Look below for the line containing "Intersection-audit request. Target: view"; from there, print each line exactly up to and including the line containing "Intersection-audit request. Target: van bumper", and stop.
──────
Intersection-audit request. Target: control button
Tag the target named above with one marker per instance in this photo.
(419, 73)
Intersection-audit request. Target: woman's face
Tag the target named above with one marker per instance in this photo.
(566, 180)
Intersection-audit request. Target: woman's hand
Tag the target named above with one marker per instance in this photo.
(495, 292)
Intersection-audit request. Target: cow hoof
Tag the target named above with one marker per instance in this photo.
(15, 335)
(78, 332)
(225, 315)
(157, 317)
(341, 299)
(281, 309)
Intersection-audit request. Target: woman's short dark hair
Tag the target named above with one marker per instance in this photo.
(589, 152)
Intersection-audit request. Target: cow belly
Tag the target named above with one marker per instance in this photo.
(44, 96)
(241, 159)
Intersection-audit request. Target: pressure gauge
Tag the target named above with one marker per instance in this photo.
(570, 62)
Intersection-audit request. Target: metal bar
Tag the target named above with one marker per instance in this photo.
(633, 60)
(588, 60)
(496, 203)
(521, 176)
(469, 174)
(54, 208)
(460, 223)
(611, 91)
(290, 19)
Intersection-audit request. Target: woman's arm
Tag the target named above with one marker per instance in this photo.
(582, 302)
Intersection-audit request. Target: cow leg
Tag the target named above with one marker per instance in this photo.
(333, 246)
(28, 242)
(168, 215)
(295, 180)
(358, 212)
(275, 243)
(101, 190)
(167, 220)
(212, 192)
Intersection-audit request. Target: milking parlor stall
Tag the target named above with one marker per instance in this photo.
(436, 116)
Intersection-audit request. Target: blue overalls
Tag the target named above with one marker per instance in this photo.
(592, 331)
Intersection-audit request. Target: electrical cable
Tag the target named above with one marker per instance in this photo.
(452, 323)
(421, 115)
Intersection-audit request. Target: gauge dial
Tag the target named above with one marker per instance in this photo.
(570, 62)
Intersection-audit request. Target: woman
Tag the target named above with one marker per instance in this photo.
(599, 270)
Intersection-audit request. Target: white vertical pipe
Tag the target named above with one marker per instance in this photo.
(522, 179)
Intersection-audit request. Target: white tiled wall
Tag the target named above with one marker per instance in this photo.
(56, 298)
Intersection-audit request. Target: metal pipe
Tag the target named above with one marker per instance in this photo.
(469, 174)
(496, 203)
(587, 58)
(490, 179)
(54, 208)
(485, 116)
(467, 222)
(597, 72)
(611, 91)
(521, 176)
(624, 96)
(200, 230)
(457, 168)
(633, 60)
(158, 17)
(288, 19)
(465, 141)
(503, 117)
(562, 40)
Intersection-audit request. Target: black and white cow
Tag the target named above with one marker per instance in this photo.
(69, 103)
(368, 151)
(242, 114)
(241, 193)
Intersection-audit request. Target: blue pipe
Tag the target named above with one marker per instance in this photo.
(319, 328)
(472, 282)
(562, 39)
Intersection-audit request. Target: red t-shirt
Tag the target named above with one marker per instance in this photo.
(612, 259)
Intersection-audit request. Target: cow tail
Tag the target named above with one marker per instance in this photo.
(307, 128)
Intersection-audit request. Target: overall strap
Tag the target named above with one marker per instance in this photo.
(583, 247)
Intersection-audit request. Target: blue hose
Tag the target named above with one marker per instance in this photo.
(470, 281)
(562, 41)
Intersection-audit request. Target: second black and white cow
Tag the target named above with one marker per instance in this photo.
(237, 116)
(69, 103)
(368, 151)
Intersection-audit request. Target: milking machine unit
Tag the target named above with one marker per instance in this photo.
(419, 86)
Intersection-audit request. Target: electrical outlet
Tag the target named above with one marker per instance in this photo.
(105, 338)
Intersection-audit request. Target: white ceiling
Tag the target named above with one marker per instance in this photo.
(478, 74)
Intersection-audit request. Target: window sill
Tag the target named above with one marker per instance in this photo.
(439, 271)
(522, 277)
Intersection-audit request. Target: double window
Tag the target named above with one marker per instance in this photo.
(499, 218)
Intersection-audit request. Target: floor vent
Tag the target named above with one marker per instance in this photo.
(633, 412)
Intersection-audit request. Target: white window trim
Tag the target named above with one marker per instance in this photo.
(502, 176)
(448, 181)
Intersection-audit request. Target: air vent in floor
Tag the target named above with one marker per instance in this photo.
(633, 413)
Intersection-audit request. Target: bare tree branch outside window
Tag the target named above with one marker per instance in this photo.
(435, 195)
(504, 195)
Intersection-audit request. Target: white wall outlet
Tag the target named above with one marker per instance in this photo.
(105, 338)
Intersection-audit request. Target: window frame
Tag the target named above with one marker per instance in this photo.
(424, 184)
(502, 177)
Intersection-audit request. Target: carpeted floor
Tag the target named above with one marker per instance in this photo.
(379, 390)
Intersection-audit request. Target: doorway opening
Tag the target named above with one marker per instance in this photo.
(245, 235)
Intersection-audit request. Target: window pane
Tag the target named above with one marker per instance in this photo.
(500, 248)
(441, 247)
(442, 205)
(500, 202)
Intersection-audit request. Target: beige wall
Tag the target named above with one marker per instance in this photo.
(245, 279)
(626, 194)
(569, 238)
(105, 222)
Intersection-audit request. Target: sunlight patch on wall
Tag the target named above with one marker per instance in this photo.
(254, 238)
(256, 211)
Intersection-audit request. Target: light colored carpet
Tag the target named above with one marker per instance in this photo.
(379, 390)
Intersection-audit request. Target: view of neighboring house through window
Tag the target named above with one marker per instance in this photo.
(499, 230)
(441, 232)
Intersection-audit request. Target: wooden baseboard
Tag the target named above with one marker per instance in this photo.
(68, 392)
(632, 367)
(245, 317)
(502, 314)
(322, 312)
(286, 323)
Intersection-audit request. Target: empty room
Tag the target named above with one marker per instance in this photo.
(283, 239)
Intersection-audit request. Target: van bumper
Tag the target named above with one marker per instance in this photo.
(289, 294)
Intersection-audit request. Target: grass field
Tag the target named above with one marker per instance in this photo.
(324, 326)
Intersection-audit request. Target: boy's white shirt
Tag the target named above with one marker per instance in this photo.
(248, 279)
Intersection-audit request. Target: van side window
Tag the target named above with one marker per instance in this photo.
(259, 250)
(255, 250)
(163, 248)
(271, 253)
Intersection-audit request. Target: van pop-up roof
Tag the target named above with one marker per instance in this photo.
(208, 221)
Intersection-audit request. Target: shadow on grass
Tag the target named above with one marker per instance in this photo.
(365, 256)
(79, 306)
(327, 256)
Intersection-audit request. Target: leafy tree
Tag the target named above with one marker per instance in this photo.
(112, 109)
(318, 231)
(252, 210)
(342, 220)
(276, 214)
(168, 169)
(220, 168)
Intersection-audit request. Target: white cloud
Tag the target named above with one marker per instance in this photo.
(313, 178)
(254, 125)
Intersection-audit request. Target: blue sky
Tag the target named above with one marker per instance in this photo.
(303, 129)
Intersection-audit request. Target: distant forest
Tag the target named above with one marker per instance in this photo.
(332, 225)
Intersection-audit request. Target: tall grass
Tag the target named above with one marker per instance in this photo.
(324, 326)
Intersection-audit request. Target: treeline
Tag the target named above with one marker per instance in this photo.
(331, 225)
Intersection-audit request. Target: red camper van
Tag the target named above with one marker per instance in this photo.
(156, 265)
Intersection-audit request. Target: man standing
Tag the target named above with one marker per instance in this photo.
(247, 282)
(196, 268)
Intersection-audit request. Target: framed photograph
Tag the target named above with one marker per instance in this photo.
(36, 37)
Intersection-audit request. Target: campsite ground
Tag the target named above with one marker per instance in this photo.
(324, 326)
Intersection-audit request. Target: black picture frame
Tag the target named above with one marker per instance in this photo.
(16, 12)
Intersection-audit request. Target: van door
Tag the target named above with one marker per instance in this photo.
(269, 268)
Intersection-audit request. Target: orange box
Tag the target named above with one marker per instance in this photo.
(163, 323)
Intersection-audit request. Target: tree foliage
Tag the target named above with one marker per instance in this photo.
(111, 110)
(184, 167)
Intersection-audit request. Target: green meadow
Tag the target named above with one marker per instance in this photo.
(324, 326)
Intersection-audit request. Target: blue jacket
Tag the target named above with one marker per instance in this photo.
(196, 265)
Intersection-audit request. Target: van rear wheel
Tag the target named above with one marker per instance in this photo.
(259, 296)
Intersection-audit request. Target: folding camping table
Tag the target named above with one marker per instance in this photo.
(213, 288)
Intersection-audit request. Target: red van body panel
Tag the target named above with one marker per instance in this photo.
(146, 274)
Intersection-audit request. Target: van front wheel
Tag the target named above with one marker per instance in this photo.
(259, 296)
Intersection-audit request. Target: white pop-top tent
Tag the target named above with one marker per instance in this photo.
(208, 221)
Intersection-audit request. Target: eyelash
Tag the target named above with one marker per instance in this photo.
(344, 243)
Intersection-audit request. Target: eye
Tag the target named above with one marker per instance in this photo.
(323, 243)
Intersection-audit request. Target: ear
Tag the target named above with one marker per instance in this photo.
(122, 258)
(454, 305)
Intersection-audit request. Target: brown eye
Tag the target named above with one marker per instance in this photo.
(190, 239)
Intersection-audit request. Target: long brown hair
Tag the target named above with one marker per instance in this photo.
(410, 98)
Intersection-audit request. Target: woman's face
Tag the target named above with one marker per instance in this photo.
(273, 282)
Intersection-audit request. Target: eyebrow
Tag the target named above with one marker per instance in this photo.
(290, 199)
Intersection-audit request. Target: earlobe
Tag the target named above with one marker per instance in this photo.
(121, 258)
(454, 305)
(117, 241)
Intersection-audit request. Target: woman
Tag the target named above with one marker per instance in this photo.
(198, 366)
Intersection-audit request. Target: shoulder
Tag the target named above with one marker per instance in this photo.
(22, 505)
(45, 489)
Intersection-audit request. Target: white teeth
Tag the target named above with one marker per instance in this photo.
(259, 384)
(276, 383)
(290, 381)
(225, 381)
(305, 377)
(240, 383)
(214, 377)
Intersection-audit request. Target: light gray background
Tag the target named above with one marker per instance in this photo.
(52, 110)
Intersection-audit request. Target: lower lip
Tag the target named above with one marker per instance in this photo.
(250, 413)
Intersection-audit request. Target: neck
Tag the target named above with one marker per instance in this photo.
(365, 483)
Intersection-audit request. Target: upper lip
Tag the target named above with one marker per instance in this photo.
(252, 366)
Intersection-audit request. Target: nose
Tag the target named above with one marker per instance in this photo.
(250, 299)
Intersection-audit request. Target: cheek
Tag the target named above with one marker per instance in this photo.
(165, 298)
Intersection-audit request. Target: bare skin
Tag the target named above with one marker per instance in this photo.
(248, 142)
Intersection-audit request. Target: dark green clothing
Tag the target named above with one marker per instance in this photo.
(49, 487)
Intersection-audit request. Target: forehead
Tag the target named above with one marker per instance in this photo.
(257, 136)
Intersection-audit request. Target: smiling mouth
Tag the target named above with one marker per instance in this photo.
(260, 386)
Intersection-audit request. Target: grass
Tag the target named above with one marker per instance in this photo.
──────
**Response to the exercise**
Intersection-audit request. Target: view of neighboring house through window
Tag the target named above with one marker per instance in this photo.
(499, 230)
(441, 232)
Intersection-audit request. Target: wooden baseboard
Tag the target named above with one marker per instance in this photo.
(68, 392)
(632, 367)
(245, 317)
(502, 314)
(322, 312)
(286, 323)
Intersection-audit request. Target: empty room
Tag the target named above with one marker per instance in this photo.
(283, 239)
Intersection-audit request. Target: van bumper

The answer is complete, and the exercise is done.